---------- Source material

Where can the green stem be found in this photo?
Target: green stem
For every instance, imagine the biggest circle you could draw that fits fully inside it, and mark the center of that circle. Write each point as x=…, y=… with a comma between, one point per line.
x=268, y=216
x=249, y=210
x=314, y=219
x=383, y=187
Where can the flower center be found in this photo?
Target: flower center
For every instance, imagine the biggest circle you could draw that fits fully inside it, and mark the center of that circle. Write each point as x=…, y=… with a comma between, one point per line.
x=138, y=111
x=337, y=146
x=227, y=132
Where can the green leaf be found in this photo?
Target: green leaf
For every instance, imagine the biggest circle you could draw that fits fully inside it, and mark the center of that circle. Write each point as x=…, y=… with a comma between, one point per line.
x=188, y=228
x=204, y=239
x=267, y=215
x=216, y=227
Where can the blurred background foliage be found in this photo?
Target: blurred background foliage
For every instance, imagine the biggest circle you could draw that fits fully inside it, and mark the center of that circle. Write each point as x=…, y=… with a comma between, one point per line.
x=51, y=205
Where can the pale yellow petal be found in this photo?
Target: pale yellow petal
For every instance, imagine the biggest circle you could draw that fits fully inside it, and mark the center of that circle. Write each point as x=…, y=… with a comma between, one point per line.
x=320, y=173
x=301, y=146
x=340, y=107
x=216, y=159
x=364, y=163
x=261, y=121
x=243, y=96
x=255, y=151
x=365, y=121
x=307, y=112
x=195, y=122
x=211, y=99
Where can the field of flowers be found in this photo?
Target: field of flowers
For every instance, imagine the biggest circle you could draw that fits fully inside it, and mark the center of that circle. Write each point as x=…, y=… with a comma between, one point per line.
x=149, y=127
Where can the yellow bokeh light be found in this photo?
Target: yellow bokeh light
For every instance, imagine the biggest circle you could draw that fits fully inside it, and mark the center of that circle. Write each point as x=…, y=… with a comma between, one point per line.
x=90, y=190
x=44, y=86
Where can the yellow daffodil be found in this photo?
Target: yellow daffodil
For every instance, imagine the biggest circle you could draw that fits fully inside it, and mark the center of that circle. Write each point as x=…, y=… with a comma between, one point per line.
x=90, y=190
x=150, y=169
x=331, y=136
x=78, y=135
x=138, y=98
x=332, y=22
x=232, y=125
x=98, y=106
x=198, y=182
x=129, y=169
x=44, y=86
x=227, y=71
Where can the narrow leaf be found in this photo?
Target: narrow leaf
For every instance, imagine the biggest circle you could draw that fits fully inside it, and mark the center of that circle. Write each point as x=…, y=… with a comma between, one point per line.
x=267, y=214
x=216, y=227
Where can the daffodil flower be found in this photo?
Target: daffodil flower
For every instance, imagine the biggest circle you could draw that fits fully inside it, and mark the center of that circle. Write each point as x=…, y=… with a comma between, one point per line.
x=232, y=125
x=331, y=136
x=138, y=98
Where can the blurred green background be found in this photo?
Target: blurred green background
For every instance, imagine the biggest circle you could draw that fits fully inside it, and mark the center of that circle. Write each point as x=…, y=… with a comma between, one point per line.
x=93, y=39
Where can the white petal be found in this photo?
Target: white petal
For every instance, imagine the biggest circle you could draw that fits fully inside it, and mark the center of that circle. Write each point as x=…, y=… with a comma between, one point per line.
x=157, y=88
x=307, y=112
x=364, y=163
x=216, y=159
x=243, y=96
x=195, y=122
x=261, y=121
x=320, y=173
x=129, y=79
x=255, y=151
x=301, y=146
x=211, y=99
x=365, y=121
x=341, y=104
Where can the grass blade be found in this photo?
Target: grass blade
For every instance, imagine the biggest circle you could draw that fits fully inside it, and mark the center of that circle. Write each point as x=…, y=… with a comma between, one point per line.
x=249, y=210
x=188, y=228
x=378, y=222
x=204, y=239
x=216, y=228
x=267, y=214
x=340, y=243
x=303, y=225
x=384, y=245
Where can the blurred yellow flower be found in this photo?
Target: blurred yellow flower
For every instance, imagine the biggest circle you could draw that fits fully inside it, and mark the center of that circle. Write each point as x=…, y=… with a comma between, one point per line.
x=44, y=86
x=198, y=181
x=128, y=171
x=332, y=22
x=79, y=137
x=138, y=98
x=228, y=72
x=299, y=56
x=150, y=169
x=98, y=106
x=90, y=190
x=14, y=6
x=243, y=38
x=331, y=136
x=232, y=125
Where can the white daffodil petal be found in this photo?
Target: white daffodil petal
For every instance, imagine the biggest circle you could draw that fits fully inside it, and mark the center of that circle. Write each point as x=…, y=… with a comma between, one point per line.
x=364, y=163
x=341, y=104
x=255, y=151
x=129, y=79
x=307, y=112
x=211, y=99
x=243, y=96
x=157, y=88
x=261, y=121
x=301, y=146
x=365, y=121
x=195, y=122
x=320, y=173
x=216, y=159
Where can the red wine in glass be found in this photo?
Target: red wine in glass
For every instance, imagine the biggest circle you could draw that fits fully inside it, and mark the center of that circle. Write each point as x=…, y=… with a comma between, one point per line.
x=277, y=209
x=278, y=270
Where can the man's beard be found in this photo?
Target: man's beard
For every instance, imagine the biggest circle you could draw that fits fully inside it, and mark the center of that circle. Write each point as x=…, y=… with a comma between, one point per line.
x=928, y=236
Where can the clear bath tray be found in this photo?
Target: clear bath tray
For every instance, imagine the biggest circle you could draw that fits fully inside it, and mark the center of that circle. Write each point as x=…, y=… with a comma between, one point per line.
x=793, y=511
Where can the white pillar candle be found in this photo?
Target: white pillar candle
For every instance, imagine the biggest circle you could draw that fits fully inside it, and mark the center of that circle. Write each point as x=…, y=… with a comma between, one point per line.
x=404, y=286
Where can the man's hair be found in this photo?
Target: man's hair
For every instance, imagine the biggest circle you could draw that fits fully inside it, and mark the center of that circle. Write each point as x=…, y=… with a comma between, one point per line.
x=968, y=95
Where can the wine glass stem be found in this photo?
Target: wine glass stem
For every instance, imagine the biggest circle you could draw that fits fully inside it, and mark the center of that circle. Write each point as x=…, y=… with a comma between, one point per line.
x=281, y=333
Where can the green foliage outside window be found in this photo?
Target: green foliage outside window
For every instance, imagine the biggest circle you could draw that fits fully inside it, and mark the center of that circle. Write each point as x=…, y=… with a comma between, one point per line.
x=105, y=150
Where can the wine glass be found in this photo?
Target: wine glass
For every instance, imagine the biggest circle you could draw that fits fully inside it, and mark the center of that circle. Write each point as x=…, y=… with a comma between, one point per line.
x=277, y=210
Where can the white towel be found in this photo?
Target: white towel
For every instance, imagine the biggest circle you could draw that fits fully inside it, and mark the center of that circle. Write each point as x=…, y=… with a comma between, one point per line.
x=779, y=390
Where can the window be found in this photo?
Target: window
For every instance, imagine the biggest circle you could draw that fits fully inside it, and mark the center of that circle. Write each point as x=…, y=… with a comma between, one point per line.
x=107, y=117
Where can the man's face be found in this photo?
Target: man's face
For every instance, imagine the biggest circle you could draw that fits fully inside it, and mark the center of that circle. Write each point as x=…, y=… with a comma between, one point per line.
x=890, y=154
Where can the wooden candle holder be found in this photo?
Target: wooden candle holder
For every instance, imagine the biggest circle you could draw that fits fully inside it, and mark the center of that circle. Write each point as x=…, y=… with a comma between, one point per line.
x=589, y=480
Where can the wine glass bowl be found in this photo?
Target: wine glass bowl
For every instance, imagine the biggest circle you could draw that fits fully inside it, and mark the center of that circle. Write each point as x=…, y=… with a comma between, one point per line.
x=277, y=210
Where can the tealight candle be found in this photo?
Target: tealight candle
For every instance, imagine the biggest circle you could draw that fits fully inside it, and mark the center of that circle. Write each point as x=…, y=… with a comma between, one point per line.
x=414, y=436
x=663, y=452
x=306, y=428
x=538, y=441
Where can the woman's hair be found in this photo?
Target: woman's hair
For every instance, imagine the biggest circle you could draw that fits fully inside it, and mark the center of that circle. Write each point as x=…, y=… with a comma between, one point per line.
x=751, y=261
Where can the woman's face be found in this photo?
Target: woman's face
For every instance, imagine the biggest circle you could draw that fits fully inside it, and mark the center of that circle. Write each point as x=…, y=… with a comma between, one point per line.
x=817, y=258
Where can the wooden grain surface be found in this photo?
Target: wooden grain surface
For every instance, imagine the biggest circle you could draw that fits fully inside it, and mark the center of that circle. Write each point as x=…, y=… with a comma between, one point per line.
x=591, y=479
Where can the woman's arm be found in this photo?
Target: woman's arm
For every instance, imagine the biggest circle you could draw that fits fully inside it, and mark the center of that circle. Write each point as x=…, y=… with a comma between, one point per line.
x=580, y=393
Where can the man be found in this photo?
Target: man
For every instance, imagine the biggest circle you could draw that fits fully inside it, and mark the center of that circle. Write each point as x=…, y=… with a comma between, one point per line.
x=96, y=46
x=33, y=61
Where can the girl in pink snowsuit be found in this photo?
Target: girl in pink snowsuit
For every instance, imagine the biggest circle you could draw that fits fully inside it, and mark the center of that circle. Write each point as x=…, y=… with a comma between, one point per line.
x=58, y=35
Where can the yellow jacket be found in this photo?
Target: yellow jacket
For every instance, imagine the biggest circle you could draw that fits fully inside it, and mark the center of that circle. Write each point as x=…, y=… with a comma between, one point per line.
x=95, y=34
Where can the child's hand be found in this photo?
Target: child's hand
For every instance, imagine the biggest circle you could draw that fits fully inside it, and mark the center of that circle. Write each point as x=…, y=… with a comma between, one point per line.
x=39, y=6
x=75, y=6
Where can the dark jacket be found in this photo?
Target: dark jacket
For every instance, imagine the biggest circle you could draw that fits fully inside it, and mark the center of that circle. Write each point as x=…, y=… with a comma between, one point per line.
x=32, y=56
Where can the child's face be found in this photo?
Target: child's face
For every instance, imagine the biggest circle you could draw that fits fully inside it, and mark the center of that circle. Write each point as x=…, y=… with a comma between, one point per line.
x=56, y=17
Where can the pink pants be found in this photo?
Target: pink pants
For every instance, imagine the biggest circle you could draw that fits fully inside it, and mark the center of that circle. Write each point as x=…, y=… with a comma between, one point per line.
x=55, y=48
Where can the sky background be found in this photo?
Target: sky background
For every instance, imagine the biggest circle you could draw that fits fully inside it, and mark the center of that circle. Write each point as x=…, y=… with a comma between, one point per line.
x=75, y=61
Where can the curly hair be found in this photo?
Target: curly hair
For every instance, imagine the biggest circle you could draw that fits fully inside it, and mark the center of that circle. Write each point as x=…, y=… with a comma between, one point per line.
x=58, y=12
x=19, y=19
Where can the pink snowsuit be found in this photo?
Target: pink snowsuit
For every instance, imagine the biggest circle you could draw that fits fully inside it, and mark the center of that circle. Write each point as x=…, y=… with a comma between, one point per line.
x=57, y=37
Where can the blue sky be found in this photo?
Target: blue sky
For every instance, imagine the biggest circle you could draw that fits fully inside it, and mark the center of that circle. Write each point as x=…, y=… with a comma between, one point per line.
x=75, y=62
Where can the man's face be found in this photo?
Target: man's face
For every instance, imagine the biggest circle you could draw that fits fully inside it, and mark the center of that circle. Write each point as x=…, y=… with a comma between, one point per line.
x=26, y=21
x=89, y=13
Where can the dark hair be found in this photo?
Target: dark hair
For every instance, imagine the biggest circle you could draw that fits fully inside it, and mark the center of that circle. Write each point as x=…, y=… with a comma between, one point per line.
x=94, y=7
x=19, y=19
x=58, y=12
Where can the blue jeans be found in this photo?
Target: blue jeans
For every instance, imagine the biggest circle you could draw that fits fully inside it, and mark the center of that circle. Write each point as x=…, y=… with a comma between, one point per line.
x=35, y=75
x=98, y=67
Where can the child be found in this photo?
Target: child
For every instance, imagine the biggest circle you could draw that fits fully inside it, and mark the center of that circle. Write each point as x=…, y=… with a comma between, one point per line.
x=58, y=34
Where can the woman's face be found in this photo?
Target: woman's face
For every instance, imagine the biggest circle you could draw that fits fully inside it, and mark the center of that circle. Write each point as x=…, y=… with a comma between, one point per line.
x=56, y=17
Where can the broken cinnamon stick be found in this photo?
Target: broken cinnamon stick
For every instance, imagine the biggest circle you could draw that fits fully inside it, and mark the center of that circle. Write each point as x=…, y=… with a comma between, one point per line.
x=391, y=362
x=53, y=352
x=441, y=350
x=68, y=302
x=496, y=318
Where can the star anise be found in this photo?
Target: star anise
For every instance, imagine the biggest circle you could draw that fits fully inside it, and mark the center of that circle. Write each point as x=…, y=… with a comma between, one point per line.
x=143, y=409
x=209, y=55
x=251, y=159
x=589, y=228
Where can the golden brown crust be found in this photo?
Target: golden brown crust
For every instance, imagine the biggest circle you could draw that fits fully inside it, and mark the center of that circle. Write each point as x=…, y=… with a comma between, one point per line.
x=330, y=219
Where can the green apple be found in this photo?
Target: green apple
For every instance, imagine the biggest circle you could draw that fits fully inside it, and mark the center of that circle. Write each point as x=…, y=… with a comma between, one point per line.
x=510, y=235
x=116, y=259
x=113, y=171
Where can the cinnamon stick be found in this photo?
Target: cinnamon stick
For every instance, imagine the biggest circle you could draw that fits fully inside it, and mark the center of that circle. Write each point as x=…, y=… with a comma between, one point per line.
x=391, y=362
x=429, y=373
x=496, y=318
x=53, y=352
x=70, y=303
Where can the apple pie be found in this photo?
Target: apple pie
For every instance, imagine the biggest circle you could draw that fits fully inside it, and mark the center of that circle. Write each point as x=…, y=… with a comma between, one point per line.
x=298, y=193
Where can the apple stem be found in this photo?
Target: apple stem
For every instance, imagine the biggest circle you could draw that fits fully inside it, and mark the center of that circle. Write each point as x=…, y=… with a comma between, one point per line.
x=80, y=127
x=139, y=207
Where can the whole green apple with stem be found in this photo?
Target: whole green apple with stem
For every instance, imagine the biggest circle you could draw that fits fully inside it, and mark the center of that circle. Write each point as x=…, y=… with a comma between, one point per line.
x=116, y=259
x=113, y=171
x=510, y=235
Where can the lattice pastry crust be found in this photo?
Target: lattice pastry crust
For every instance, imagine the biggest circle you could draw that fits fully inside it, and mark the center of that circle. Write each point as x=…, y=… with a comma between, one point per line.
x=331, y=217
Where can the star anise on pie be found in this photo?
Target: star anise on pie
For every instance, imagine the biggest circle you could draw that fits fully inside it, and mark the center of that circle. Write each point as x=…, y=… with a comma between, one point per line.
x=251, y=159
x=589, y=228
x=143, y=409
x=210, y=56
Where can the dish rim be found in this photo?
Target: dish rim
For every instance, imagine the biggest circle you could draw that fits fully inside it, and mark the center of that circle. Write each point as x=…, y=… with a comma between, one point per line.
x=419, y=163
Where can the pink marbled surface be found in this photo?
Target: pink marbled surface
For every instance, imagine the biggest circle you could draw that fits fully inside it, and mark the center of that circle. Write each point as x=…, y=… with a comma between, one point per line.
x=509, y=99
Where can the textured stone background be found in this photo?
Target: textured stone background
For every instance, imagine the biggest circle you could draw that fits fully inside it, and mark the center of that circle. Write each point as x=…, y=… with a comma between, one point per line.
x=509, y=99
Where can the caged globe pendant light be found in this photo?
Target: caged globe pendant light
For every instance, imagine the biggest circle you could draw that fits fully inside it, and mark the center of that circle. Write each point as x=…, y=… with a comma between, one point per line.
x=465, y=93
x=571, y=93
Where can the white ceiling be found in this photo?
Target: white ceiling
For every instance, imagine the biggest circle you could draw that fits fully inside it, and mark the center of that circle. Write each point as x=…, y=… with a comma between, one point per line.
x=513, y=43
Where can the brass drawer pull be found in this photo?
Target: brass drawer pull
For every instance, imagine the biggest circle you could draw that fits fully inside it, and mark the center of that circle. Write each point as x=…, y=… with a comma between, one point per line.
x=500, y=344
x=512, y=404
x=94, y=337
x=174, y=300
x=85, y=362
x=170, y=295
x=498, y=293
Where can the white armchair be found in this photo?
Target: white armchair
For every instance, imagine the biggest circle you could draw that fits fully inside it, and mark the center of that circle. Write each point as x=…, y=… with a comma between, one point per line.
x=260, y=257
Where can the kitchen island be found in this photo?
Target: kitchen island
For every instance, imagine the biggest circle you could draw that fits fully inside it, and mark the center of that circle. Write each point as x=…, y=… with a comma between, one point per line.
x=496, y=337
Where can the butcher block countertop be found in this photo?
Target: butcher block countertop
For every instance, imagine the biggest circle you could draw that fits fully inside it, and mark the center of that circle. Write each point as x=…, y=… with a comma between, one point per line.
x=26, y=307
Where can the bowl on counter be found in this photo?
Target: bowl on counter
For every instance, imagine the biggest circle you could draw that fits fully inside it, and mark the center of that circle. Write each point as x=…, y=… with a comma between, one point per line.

--------------------

Description of the task. Scan the listing above and work out how many lines contain the string "beard"; reply with only that number.

Solution to this task. 2